**Extracted text**
━━━━
🐪 Camelid

A Rust-native local LLM inference engine — GGUF in, OpenAI-style API out, every claim backed by reproducible evidence.

Camelid loads GGUF models directly, serves them over a local OpenAI-style API, and gates every optimized path on token-for-token parity with a reference implementation. It is not a wrapper around Ollama or llama.cpp — the tokenizer, GGUF loader, CPU kernels, and Metal GPU path are all implemented in this repository, shipping as a single static Rust binary with no Python.

_{The local web frontend — a dark, collapsed-rail chat surface that unlocks chat only for model rows the compatibility contract recognizes.}

Get started in two commands

Grab the binary for your platform from the latest release (the chat UI is built in), then:

./camelid pull llama32_3b      # download a supported model into ./models
./camelid serve --model models/Llama-3.2-3B-Instruct-Q8_0.gguf

serve opens the chat UI in your browser automatically. No Python, no Node, no Docker, no separate server — one static binary that serves the OpenAI-style API and the web UI on the same port. Full details in Install and Quickstart.

Why Camelid


🦀 Rust-native	Tokenizer, GGUF loader, CPU kernels, and Metal GPU path live in this repo. One static binary, no Python.
📦 Direct GGUF	Point it at a `.gguf` file — no conversion or import step.
🔌 OpenAI-style API	`/v1/chat/completions` and `/v1/completions` with SSE streaming, served locally.
✅ Correctness-first	Optimized paths ship only after token-for-token parity with a reference; unsupported configs fail closed with typed errors.
━━━━
**Material shown**
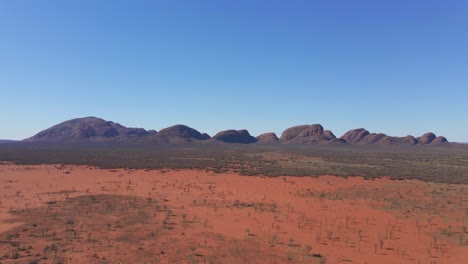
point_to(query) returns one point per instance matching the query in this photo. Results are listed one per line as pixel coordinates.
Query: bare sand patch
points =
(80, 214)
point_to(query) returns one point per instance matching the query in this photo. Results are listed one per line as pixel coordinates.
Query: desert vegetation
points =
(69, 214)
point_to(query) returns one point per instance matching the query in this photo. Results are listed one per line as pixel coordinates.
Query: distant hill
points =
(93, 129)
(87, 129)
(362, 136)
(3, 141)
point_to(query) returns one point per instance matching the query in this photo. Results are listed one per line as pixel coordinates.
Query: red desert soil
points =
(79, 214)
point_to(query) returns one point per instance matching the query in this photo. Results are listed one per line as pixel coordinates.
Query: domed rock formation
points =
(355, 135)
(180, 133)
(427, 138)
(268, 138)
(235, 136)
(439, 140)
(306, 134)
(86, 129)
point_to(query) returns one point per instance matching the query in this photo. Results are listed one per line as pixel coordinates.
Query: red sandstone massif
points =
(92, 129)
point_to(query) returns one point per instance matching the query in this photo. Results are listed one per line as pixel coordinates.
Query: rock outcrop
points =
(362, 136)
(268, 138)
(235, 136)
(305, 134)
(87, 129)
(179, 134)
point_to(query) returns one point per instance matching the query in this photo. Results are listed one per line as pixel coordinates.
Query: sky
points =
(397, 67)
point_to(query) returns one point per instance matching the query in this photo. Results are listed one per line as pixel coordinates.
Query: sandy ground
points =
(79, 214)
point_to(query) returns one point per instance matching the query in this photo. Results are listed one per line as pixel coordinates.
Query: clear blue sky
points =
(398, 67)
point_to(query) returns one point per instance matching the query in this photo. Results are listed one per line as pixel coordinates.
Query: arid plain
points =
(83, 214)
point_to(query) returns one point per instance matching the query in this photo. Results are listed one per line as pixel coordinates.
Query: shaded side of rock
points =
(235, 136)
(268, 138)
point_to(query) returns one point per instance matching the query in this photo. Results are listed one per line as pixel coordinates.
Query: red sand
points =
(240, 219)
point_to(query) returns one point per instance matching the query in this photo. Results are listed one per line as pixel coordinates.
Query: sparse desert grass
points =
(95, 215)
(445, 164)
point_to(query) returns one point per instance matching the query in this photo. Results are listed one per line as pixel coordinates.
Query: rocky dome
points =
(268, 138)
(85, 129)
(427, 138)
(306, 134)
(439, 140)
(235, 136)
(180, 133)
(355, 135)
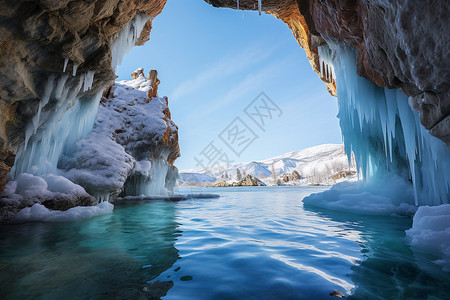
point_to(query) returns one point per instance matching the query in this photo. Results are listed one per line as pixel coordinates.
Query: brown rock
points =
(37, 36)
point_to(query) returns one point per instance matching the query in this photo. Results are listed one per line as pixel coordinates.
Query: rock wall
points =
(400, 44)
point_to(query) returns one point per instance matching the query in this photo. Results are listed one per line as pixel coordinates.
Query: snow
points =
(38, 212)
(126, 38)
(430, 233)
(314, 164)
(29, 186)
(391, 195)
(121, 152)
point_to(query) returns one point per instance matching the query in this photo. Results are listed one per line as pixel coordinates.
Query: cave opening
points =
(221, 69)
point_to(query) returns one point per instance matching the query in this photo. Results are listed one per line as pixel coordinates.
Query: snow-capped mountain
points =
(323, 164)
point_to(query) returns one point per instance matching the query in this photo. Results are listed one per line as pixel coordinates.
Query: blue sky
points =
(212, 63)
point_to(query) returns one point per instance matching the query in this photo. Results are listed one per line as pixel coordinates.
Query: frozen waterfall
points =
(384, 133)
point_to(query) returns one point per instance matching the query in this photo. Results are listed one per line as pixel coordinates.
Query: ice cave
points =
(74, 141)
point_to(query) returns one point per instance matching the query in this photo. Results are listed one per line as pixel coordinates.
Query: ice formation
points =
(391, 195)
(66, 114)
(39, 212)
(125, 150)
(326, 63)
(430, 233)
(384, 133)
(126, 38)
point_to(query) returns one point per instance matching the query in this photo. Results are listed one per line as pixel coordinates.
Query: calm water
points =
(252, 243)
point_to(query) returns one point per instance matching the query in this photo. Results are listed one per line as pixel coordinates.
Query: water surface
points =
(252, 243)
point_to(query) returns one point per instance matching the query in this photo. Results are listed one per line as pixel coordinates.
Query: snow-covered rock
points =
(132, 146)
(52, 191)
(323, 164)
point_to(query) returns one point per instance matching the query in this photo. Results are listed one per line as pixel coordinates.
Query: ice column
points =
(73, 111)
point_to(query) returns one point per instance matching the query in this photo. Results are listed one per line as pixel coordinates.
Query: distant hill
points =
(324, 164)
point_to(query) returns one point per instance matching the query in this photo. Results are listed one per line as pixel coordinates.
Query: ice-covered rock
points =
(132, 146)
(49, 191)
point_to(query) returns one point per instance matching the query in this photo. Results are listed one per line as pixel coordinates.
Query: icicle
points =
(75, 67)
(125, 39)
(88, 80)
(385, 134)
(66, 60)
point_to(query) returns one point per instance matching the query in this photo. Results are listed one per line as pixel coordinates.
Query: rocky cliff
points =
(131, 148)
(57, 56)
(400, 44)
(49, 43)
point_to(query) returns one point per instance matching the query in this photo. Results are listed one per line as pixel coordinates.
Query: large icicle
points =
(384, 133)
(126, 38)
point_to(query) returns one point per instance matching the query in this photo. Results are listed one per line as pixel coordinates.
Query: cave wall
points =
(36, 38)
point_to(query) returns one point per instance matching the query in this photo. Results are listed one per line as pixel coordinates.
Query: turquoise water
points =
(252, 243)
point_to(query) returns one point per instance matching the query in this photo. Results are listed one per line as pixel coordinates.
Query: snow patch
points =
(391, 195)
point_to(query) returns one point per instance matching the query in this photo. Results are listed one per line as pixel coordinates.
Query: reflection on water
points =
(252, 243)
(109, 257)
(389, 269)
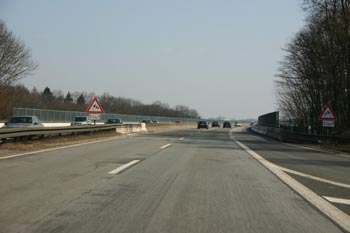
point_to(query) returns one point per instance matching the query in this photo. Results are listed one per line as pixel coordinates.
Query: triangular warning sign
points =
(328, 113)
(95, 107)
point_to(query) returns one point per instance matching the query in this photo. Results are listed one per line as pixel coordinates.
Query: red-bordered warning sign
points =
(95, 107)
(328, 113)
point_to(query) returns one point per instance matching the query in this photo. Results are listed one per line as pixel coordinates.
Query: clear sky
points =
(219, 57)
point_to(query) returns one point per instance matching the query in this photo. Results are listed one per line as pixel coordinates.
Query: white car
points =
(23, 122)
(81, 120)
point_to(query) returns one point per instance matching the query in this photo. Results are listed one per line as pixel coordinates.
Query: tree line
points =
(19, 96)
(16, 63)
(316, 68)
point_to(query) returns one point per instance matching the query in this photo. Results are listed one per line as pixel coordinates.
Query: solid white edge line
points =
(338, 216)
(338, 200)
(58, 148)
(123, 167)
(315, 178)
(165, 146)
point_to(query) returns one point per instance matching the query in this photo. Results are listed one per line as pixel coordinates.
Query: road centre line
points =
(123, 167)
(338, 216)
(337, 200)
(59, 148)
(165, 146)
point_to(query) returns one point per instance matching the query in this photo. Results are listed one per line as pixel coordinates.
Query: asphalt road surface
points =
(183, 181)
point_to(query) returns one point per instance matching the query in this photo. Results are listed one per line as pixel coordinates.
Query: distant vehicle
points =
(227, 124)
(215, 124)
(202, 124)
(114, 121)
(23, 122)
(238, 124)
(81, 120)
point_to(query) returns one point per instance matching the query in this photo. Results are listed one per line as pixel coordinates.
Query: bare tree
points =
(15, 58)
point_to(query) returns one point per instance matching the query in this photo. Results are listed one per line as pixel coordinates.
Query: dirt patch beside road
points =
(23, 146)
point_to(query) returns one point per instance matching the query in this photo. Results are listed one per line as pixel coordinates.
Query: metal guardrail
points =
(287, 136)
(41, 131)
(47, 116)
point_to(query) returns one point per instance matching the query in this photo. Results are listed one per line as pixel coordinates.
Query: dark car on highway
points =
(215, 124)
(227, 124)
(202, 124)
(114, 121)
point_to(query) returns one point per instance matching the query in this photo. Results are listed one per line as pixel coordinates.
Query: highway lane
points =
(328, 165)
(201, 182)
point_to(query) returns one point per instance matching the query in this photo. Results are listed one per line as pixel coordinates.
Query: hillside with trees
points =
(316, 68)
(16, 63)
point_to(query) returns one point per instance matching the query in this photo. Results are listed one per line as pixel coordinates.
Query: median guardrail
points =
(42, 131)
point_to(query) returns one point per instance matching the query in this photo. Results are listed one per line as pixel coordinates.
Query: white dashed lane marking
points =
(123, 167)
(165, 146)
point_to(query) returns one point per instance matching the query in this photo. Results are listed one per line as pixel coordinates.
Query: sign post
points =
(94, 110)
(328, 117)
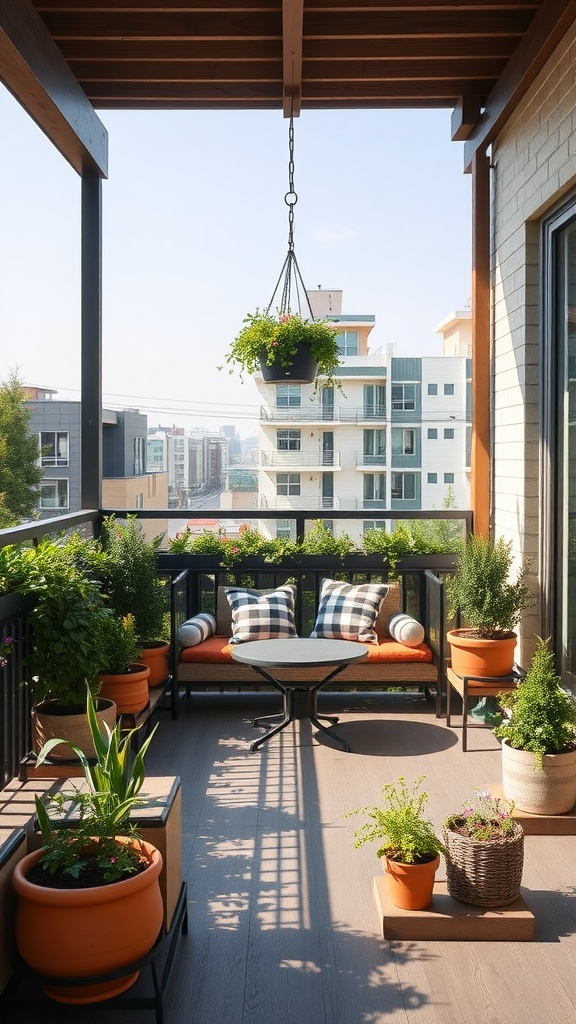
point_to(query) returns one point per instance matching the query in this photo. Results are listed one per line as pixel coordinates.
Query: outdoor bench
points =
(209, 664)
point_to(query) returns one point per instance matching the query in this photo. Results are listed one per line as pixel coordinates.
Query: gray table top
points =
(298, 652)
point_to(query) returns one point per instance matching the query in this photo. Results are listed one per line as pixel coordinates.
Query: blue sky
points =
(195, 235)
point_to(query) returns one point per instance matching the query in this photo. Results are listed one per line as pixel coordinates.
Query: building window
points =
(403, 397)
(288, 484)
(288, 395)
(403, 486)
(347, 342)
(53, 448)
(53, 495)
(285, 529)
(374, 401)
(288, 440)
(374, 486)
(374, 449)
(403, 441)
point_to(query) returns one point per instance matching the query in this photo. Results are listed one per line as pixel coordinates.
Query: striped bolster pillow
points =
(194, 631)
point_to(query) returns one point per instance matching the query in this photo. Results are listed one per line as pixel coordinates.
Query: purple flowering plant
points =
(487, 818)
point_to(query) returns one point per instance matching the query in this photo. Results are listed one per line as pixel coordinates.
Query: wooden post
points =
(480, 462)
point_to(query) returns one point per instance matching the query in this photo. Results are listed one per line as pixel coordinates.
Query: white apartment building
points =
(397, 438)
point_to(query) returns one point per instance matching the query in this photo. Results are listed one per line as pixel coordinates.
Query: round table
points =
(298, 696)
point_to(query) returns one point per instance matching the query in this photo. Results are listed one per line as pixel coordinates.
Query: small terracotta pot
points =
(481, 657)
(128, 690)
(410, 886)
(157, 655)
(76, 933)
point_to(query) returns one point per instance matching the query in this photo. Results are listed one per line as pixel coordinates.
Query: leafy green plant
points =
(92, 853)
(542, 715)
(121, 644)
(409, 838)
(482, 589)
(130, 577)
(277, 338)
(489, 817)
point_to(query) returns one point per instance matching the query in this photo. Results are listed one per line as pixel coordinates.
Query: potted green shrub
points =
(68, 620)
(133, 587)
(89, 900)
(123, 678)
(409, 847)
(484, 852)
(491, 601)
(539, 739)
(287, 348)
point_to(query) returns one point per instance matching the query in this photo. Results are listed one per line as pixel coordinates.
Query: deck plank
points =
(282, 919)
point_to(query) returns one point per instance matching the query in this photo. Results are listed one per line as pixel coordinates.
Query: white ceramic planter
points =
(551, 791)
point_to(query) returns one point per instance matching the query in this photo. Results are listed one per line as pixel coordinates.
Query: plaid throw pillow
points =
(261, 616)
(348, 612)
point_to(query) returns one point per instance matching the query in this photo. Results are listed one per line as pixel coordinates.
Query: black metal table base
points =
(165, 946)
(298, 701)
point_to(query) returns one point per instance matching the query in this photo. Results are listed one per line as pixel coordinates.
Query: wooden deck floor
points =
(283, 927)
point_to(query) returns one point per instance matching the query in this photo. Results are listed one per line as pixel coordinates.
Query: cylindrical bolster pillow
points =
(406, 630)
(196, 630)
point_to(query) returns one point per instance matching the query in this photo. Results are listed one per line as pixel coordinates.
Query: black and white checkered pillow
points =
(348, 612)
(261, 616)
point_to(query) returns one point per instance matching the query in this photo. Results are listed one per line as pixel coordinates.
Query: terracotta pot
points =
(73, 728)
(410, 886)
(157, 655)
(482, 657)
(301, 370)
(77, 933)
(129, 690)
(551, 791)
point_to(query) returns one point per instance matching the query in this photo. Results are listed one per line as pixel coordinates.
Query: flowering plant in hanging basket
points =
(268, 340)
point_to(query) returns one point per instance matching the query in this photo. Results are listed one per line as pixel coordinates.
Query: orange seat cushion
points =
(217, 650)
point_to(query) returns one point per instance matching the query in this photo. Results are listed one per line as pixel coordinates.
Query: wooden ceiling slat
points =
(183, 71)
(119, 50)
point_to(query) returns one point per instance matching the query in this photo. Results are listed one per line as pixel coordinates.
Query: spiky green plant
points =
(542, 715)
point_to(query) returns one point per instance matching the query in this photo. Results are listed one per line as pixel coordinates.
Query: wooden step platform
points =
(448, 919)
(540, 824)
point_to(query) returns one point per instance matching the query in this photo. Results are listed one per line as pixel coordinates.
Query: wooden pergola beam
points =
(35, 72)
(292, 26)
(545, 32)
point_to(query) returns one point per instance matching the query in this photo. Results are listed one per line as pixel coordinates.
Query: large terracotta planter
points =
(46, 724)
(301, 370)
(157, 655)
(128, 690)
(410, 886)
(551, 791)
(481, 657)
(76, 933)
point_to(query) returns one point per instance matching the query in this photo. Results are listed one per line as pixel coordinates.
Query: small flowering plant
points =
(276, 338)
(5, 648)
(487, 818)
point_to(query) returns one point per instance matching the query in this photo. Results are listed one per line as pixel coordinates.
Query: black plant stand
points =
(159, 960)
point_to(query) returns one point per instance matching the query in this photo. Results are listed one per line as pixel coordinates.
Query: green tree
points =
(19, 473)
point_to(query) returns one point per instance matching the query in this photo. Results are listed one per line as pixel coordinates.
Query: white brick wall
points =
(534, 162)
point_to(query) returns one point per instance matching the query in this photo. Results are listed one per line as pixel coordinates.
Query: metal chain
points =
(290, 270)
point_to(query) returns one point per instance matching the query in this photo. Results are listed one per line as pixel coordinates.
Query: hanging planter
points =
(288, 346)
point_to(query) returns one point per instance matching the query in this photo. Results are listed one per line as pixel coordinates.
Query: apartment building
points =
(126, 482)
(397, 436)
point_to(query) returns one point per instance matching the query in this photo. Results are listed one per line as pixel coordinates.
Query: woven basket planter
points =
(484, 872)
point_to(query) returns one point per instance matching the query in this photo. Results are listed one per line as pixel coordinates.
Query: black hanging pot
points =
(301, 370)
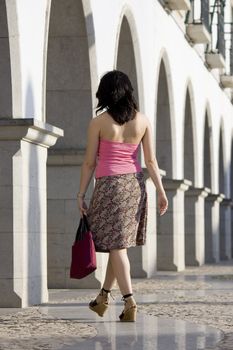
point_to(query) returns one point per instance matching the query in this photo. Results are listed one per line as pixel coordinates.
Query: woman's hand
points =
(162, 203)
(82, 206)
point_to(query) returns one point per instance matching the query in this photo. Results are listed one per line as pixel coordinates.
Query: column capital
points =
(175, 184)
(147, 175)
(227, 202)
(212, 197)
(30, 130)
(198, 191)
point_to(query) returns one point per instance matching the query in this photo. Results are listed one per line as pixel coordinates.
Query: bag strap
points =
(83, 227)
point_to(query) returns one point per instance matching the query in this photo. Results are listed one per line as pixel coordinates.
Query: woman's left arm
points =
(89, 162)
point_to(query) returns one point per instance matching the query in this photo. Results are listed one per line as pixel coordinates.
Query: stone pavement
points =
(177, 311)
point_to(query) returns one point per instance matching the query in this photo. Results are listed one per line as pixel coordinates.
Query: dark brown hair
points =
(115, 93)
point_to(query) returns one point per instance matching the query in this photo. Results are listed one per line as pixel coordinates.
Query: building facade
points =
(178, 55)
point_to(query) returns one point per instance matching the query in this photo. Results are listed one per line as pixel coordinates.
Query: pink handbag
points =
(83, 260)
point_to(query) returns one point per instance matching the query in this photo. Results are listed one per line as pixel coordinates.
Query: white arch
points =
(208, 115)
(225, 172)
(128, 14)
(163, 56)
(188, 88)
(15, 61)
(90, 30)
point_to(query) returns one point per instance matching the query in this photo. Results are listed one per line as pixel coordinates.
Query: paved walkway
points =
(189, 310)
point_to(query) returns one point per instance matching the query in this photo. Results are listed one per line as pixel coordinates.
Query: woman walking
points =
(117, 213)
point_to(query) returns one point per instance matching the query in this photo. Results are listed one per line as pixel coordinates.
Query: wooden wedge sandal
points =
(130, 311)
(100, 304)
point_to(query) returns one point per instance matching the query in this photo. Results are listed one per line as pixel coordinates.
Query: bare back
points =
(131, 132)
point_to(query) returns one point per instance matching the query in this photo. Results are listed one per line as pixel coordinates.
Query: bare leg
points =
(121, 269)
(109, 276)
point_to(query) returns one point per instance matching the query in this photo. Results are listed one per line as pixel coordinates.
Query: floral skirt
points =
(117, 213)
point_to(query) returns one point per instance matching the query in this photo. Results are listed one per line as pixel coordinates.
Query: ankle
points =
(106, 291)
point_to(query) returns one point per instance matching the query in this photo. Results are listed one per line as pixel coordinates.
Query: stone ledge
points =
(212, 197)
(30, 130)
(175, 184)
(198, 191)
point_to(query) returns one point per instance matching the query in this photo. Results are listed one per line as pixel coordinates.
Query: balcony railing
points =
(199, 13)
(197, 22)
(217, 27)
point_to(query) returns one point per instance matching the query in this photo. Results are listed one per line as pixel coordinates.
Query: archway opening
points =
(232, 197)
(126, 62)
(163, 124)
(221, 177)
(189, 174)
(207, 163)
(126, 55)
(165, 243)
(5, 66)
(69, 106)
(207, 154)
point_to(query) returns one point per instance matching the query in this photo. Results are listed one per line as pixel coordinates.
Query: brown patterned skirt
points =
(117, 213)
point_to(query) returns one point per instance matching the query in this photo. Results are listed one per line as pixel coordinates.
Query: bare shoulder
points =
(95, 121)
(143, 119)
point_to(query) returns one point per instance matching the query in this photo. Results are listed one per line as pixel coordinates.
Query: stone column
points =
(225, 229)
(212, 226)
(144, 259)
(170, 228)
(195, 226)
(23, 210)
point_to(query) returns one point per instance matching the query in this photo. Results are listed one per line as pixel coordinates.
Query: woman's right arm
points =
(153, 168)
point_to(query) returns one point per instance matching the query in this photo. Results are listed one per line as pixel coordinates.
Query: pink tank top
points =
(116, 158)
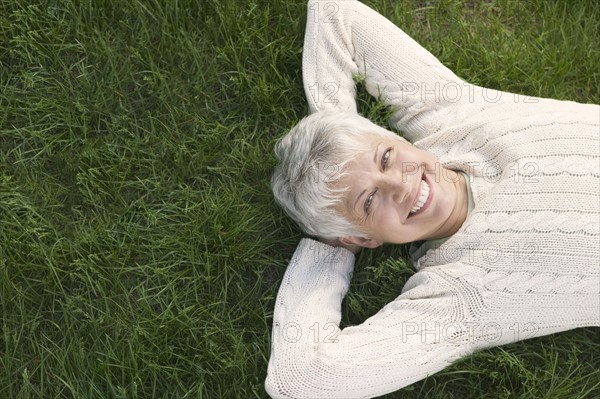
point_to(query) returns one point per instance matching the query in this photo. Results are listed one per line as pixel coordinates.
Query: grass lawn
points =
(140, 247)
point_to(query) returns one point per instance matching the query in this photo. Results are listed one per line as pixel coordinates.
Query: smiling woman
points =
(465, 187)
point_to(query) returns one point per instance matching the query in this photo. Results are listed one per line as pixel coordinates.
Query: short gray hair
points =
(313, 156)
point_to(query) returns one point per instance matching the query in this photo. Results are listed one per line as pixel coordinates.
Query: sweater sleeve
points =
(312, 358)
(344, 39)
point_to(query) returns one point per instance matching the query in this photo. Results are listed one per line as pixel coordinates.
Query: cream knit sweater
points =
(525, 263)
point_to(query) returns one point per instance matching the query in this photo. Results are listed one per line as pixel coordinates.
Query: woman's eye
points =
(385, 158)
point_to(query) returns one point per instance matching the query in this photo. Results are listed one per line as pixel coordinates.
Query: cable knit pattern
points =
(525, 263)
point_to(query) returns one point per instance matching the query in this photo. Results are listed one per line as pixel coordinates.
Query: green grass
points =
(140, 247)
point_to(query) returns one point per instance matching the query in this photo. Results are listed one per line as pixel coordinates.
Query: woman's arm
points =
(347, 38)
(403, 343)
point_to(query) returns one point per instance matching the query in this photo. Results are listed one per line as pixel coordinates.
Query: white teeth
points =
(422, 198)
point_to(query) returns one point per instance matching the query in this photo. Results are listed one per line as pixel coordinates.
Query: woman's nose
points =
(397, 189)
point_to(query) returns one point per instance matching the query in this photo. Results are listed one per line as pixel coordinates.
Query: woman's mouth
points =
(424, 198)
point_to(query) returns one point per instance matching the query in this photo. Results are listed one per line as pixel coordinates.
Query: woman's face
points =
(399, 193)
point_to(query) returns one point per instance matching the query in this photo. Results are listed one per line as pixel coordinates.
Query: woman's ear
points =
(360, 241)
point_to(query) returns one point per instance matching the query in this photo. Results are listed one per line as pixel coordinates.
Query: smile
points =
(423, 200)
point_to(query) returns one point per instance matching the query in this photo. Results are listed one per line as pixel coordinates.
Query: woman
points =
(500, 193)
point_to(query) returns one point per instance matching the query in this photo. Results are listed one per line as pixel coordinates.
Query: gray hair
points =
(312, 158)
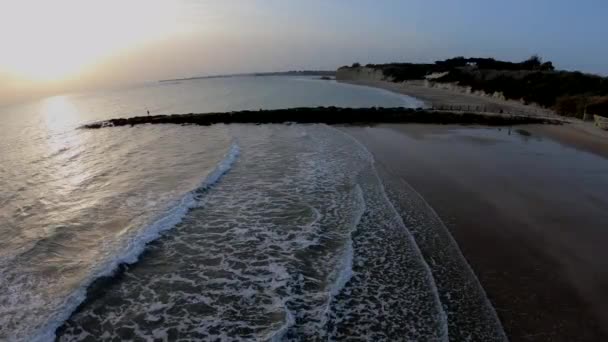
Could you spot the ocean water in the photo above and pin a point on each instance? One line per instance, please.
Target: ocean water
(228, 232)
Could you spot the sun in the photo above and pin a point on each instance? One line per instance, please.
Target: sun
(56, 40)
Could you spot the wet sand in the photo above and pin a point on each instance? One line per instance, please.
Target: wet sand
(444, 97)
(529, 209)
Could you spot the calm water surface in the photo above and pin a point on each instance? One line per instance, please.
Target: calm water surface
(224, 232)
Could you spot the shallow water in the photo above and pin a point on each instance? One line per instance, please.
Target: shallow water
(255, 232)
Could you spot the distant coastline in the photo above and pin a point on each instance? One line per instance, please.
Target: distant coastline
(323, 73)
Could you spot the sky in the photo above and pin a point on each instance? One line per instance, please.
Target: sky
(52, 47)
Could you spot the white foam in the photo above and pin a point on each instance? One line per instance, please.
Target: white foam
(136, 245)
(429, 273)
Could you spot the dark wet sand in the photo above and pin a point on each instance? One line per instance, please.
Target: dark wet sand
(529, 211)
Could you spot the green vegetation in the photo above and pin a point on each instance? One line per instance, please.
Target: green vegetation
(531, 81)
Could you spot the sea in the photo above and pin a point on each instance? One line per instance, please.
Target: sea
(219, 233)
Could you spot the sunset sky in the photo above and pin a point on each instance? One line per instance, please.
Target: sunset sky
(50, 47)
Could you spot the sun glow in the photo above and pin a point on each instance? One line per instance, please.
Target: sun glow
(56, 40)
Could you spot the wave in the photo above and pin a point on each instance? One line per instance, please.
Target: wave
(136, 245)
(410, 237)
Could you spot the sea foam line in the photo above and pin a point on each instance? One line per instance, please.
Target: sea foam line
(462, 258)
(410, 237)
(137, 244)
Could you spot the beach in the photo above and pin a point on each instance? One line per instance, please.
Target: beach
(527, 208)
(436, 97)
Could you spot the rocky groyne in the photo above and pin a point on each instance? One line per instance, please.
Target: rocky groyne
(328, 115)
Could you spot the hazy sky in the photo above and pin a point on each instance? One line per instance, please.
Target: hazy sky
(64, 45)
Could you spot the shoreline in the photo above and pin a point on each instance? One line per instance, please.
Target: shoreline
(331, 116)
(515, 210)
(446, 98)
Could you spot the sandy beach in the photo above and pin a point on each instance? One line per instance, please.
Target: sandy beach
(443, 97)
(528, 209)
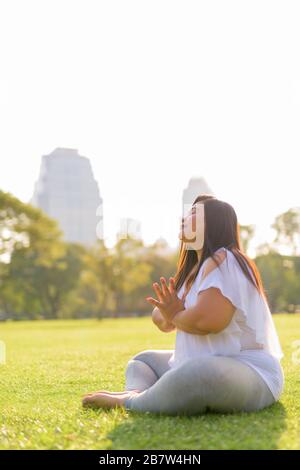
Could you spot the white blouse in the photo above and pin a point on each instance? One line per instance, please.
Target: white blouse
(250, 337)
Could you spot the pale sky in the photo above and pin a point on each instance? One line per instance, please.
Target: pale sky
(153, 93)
━━━━
**Activities**
(1) In one to three sentences, explain why the Camelid text says Camelid is not a wrapper around Ollama or llama.cpp.
(2) Carry the Camelid text on from where it stops.
The entries have nothing to do with the Camelid text.

**Solved tasks**
(1) Camelid implements its own tokenizer, GGUF loader, CPU kernels, and Metal GPU path in its repository. These ship as a single static Rust binary with no Python.

(2)
🧾 Proof-carrying	Any request can emit a sealed parity receipt — exact GGUF (SHA-256), exact input, exact tokens — independently re-verifiable against llama.cpp on your own machine, including 7B receipts on a 16 GB Mac.
📊 Evidence-gated	Every published number comes from a committed bundle with raw logs, commands, and versions. No raw log, no claim.
⚡ Apple Silicon path	A Metal-resident pipeline (GPU prefill, GPU decode with on-GPU greedy sampling) measured head-to-head against llama.cpp and MLX-LM — wins, ties, and losses all stated.
🚀 Fast model loading	On Apple Silicon the server maps Q8_0 weights for the GPU to read in place instead of reading and copying them, so reloads are quick and peak memory stays lower.

Supported models

Support is per exact model row (a specific GGUF at a specific quantization), each backed by committed evidence. Anything not listed fails closed.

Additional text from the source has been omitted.